Stated problem. Please repeat the listing below with "photo" replaced by "image" throughout, keeping everything else the same, and leave the pictures out of your answer.

+++ Excerpted data

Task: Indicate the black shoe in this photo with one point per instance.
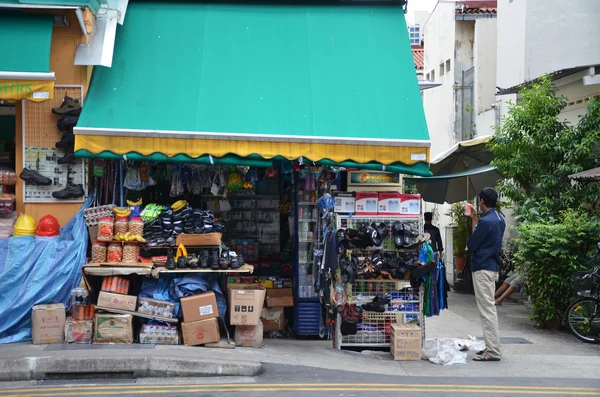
(203, 259)
(170, 260)
(68, 158)
(213, 259)
(32, 177)
(71, 191)
(69, 106)
(67, 123)
(67, 140)
(193, 261)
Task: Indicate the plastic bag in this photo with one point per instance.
(443, 351)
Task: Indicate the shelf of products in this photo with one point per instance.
(137, 314)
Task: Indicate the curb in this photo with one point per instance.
(40, 368)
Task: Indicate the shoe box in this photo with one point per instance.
(200, 332)
(111, 300)
(272, 319)
(405, 342)
(249, 335)
(345, 203)
(79, 331)
(367, 203)
(48, 323)
(389, 203)
(199, 307)
(280, 297)
(245, 304)
(113, 328)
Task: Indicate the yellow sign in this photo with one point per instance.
(32, 90)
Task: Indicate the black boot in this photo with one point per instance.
(170, 260)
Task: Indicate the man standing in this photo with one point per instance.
(434, 232)
(485, 245)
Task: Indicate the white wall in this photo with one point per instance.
(439, 36)
(511, 42)
(484, 50)
(561, 34)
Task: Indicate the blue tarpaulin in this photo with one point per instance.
(38, 270)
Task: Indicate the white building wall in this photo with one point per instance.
(439, 36)
(511, 42)
(561, 34)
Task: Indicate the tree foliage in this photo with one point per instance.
(537, 151)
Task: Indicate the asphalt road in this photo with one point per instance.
(295, 381)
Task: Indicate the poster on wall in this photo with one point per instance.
(44, 160)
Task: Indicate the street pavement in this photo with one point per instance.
(286, 380)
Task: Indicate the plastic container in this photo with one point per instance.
(80, 296)
(99, 251)
(136, 226)
(121, 225)
(131, 252)
(105, 229)
(114, 252)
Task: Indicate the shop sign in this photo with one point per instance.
(32, 90)
(373, 178)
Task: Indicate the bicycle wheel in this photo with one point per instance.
(583, 317)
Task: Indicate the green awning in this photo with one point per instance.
(325, 82)
(26, 40)
(94, 5)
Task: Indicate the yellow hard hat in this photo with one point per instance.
(24, 226)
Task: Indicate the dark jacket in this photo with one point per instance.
(486, 242)
(436, 237)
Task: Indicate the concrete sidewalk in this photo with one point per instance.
(550, 354)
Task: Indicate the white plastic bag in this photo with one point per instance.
(443, 351)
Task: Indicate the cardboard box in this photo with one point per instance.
(208, 239)
(48, 324)
(117, 301)
(282, 297)
(367, 203)
(113, 328)
(249, 335)
(272, 318)
(410, 204)
(79, 331)
(245, 304)
(405, 342)
(345, 203)
(199, 307)
(200, 332)
(389, 203)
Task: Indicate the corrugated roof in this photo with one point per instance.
(556, 75)
(477, 7)
(589, 175)
(419, 57)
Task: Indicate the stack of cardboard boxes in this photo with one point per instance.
(245, 305)
(405, 342)
(200, 319)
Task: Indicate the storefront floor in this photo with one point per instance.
(551, 354)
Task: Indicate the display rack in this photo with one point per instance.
(406, 303)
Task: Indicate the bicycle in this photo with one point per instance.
(583, 314)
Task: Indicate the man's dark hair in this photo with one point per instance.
(489, 197)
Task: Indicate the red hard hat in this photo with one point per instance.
(48, 227)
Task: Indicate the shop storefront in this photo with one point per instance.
(218, 146)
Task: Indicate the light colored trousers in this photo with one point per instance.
(484, 283)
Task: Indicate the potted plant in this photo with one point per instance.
(460, 235)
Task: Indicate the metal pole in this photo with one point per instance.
(121, 188)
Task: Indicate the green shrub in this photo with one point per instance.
(549, 253)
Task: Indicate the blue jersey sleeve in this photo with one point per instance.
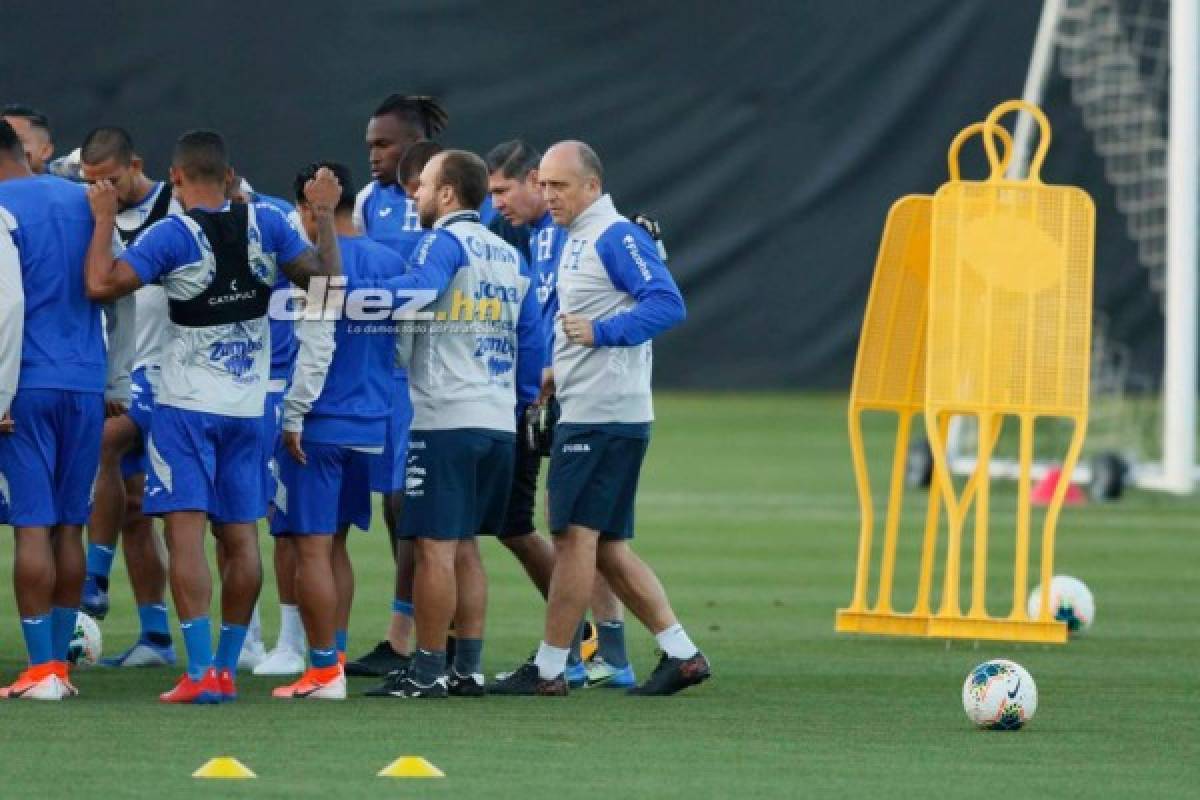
(634, 266)
(161, 248)
(435, 262)
(279, 235)
(531, 346)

++++++

Complete output.
Task: Indicate the black shoe in this image with one point per instance.
(203, 259)
(170, 260)
(68, 158)
(213, 259)
(32, 177)
(71, 191)
(69, 106)
(67, 123)
(67, 140)
(193, 261)
Task: Indicate the plastic bag in this image with one point per instance.
(443, 351)
Task: Indicate the shelf of products in this image with one point per instance.
(137, 314)
Task: Indicate the curb in this image with one point per instance.
(40, 368)
Task: Indicate the shoe box in this image with one point per instance.
(200, 332)
(111, 300)
(272, 319)
(405, 342)
(249, 335)
(345, 203)
(79, 331)
(367, 203)
(48, 323)
(389, 203)
(199, 307)
(280, 297)
(245, 304)
(113, 328)
Task: Indicate the yellow sign in this image with one point per instance.
(32, 90)
Task: Indicate the black boot in this image with one point per instance.
(170, 260)
Task: Indicate the man standing in this image with one point per instance.
(434, 232)
(485, 245)
Task: Indicate the white wall in this image with one point per instance.
(439, 36)
(511, 42)
(484, 50)
(561, 34)
Task: Indicate the blue tarpaulin in this image with one point per instance.
(38, 270)
Task: Indicate the white building wall in this image with one point per instance.
(439, 36)
(511, 42)
(561, 34)
Task: Indicate the tree foliage in this image with one point per instance.
(537, 151)
Task: Indicate the asphalt road in this image with one point per instance.
(295, 381)
Task: Indicate the poster on wall in this image with one point per instance.
(44, 160)
Task: Indicate the street pavement in this image with one point per instance.
(286, 380)
Task: Indicate the plastic container in this image with one point per instance.
(80, 296)
(99, 251)
(136, 226)
(121, 225)
(131, 252)
(105, 229)
(114, 252)
Task: Indicate the shop sign in this image with one point per instance.
(32, 90)
(373, 178)
Task: Indicate the bicycle wheel in this image with one point per instance.
(583, 317)
Task: Indicate the green awning in this image with one point per instance.
(325, 82)
(26, 40)
(94, 5)
Task: Indicate the yellow hard hat in this image with one point per instance.
(24, 226)
Task: Indicate the dark jacket in this image with one point per instance.
(486, 242)
(436, 237)
Task: Indicate the concrete sidewalk in this image with one point per instance.
(550, 354)
Task: Indicate the white plastic bag in this image with one point per instance.
(443, 351)
Task: Indicate the cardboard box in this image with one point per instance.
(208, 239)
(48, 324)
(117, 301)
(282, 297)
(367, 203)
(113, 328)
(249, 335)
(272, 318)
(410, 204)
(79, 331)
(245, 304)
(405, 342)
(345, 203)
(199, 307)
(200, 332)
(389, 203)
Task: Indicate the corrugated roof in this image with one point per instance.
(556, 75)
(477, 7)
(589, 175)
(419, 57)
Task: Indicate the stack of cardboard boxes in this image with one point per instance.
(245, 305)
(405, 342)
(200, 319)
Task: Indicate the storefront floor in this image with one point per instance.
(551, 354)
Task: Indicate the display rack in this image with one point per instance.
(406, 303)
Task: Indicate the bicycle in this image with one point per instance.
(583, 314)
Task: Indicate the man's dark hair in this image with one point per instance.
(489, 197)
Task: Indicate the red hard hat in this image with one point per instance.
(48, 227)
Task: Indicate the shop storefront in this image with one point per instance.
(218, 146)
Task: Indicate the light colored trousers in this image with one point per instance.
(484, 283)
Task: Indicate the potted plant in this image with one point per instance.
(460, 235)
Task: Indicate the metal pole in this image with one point per instance.
(121, 188)
Task: Indicate the green shrub in this image with one point per instance.
(549, 253)
Task: Indicate the blue jersey sleeve in this image with one point per instance.
(634, 266)
(161, 248)
(435, 262)
(279, 235)
(531, 346)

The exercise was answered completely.